* Task description
Transcribe all the entries word for word, skipping the pictures.

### Listed records

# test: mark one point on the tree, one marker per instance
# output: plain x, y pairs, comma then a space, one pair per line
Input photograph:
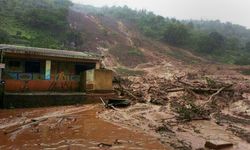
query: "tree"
210, 43
4, 37
176, 34
247, 46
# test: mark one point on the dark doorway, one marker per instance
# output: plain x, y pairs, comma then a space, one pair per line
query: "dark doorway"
83, 67
32, 67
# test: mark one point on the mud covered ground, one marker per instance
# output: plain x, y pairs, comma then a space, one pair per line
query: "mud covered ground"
186, 119
71, 127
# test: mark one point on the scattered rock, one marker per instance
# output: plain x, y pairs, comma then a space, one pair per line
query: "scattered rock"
158, 101
217, 144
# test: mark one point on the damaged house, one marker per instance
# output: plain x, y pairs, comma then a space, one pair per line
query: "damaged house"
56, 76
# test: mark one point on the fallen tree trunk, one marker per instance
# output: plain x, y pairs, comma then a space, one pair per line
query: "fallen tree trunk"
32, 122
197, 89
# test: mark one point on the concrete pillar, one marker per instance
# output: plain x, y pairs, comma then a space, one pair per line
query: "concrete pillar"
47, 69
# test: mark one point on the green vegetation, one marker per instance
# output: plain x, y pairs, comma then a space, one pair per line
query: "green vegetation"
223, 42
245, 72
40, 23
43, 23
128, 72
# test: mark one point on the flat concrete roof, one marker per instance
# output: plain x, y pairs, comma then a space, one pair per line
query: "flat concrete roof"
48, 52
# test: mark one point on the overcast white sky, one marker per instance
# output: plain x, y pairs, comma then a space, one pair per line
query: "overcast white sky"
235, 11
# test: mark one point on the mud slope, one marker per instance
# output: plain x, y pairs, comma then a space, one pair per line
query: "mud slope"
121, 44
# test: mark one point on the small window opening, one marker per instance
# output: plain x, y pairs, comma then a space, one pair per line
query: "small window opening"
32, 67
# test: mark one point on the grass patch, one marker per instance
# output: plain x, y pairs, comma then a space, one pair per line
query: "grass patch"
245, 72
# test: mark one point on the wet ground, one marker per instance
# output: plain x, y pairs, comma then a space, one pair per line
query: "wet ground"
160, 122
70, 127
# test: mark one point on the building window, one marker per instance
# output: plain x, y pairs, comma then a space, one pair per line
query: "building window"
32, 67
14, 64
83, 67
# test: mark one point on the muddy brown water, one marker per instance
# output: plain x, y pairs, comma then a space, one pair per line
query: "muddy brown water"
80, 129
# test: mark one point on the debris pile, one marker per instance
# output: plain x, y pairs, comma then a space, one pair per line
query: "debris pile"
174, 109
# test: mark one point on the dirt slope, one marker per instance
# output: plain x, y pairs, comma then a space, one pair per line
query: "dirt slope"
122, 45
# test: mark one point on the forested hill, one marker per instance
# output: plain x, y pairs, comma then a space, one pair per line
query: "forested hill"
63, 25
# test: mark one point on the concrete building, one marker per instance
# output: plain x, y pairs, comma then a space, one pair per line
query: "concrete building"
29, 70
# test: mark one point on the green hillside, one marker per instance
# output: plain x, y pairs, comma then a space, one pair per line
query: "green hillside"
36, 23
44, 23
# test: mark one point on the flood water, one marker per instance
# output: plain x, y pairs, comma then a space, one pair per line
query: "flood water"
70, 127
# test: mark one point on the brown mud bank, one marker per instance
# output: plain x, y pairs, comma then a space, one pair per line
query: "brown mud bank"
70, 127
160, 122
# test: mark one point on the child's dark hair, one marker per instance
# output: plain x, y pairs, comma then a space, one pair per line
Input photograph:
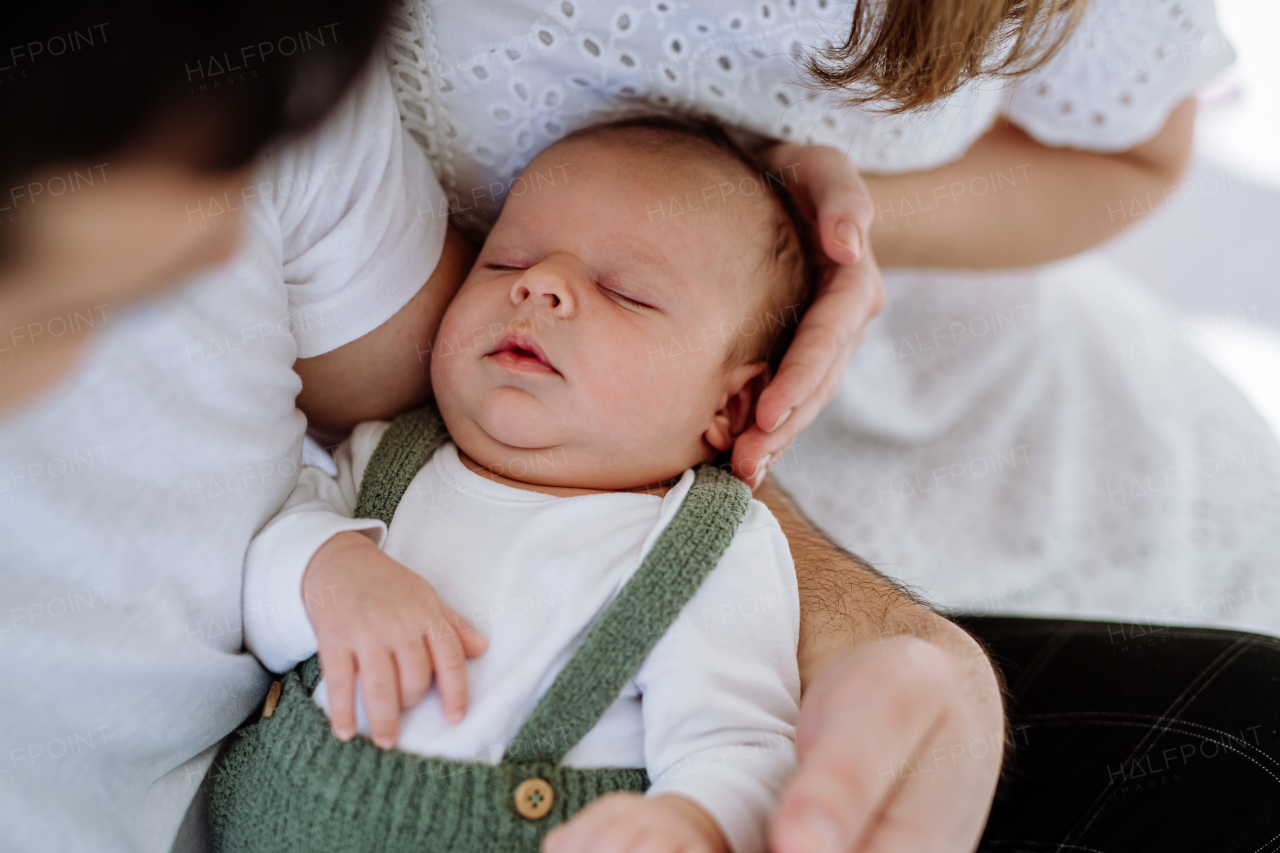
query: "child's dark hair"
794, 276
100, 76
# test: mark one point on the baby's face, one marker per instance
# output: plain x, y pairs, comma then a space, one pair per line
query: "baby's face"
586, 347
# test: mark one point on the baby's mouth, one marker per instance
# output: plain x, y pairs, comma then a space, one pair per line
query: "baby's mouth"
521, 352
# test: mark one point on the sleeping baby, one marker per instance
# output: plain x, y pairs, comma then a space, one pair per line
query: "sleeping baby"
544, 616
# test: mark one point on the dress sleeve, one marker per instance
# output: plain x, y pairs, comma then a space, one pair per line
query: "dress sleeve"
277, 628
721, 689
1120, 74
360, 214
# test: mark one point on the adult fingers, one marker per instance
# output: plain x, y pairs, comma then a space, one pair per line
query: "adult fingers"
831, 191
755, 451
864, 716
339, 678
940, 797
379, 685
845, 214
600, 826
827, 334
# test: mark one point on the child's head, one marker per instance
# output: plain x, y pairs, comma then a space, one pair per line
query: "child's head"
630, 304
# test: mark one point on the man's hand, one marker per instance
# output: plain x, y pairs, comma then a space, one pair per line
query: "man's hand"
901, 721
892, 757
831, 194
385, 623
629, 822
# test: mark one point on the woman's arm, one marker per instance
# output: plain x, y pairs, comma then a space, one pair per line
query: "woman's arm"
901, 721
389, 369
1011, 201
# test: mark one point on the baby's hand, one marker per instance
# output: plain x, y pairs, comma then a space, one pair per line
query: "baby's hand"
629, 822
374, 616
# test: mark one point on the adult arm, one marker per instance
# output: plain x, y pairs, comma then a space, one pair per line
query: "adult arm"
901, 720
1037, 204
387, 370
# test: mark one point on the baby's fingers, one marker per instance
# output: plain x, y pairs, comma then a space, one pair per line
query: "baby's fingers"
339, 676
448, 655
380, 688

######

* Solution below
# test: mark one point on the tree, one marker per instance
# output: plain x, y pairs, comma then a space, one pair per line
Input photograph:
query: "tree"
210, 43
4, 37
176, 34
247, 46
# test: mark one point on the dark doorway, one marker per instance
# output: plain x, y pairs, comma then a space, one pair per line
query: "dark doorway"
83, 67
32, 67
# test: mark one point on the mud covered ground, one marker per instance
# output: plain x, y pairs, comma then a space, one pair per line
query: "mud covered ground"
186, 119
71, 127
# test: mark one point on the scattered rock, one marker per instance
# output: plain x, y pairs, comma then a space, one pair per line
query: "scattered rock"
158, 101
217, 144
# test: mark one point on the damaged house, one marker per instance
# output: plain x, y pairs, comma then a space, one pair per line
query: "damaged house"
56, 76
# test: mark one point on the fallen tree trunk, one marker per instance
# output: plain x, y pairs, comma then a space, one pair per line
query: "fallen tree trunk"
32, 122
197, 89
# test: mark one point on the concrete pillar, one marker per instance
# output: plain x, y pairs, comma then a space, one pair per line
query: "concrete pillar"
47, 69
# test: mark one point on the green vegetation, one marker per instance
# output: plain x, y pairs, comma then a space, one pair per line
query: "green vegetation"
223, 42
245, 72
40, 23
43, 23
128, 72
# test: mark one point on the flat concrete roof, one marker per instance
# output: plain x, y pairs, comma then a space, one pair per line
query: "flat concrete roof"
48, 52
# test: mark one point on the overcast white sky, one marker per instance
# output: plain x, y pairs, comma then a space, one pair per line
query: "overcast white sky"
235, 11
# test: mark one point on the mud slope, one marker per instance
# output: plain x, y pairs, comma then a space, one pair per line
query: "mud slope"
121, 44
# test: mark one point on the small window opening, one marker per instance
# output: plain x, y pairs, comma then a space, one pair per line
query: "small window opening"
32, 67
# test: mark one point on the grass patch, one marker per instance
# output: plain x, y pairs, comma then a space, one pair per line
query: "grass patch"
245, 72
# test: mark one point on the wet ground, one marker per instance
# output: plain x, y pairs, comma then a space, one pair per line
query: "wet ground"
160, 122
70, 127
# test: mark one point on the building window, one marker per instance
# output: plain x, y pairs, comma then a space, one pair per line
query: "building window"
32, 67
14, 64
83, 67
# test: mark one point on the muddy brown water, one marker per instance
# output: plain x, y pairs, comma then a space, one pair per line
query: "muddy brown water"
80, 129
# test: mark one point on the debris pile, one marker per instance
# output: plain x, y pairs, comma then a space, one pair per line
query: "debris pile"
174, 109
# test: mark one point on the dirt slope, one marker per instance
# output: plain x, y pairs, comma then a space, one pair per line
query: "dirt slope"
122, 45
# test: mark one point on the forested hill, one marker per instance
# output: plain x, y pairs, comma then a space, one pair per line
query: "forested hill"
63, 25
# test: mark one point on the concrete building, one marker per instance
# output: plain x, y pairs, comma then a space, one pair per line
query: "concrete building"
29, 70
# test: mark one point on the green hillside, one marker per instance
# output: plain x, y pairs, comma then a space, one pair per line
query: "green hillside"
36, 23
44, 23
# test: mark one point on the flood water, one marker per instance
# output: plain x, y pairs, comma then a space, one pair per line
query: "flood water"
70, 127
# test: mark one point on the brown mud bank, one marker per instance
# output: plain x, y pairs, comma then a space, one pair per line
query: "brown mud bank"
70, 127
160, 122
# test: mark one point on the child's dark hair, one marker per instance
# output: plain x, y pairs, comma then a space, one pair per line
Input photograph:
query: "child's dark hair"
794, 276
100, 76
# test: mark one point on the baby's face, one marker per instance
# output: plain x, y pairs, comma then a space, one pair per line
query: "baby's face"
586, 347
# test: mark one point on the baby's mouth, one marker per instance
# output: plain x, y pairs, comma then a space, one pair per line
query: "baby's mouth"
521, 352
# test: mark one point on the sleeping baby, one marker per instance
# output: plain x, y pairs, comma then a space, one pair per line
query: "sleeping baby"
544, 616
# test: mark one point on the dress sleeve, one marker per instance
# output: plain x, y pairs, comma then a space, one pair per line
query: "dress sleeve"
277, 628
721, 689
1120, 74
360, 214
# test: mark one point on the adult fingers, one marker per instance
# output: plain x, y pairs, comma then a space, one pair per line
query: "adult fingers"
831, 191
755, 451
864, 716
339, 678
940, 797
379, 685
845, 214
600, 826
827, 334
# test: mark one point on the child's head, one marker per instance
# output: plain x, y pairs, comma then a space, one pair per line
query: "child's head"
630, 304
# test: mark one point on the man's hand, one marker per instance
# output: plain x, y pairs, comma then a space, one pair per line
query: "man's hand"
901, 721
892, 757
831, 194
385, 623
629, 822
# test: mark one point on the woman's arm, one marker per instance
# output: plain x, y pairs, comma then a space, one pair per line
query: "woman's arm"
901, 721
389, 369
1011, 201
# test: mark one point on the baby's hand, one marker per instance
# output: plain x, y pairs, comma then a space, one pair per line
query: "baby's hand"
629, 822
374, 616
# test: mark one point on the adult arm, one marker per instance
# output: plain x, y pairs, comma then a space, one pair per line
query: "adult arm"
901, 720
1037, 204
387, 370
# test: mark one point on the baby's fingers, one marker per instance
# output: plain x, y pairs, comma then a space, one pair per line
query: "baby's fingers"
339, 676
448, 655
380, 688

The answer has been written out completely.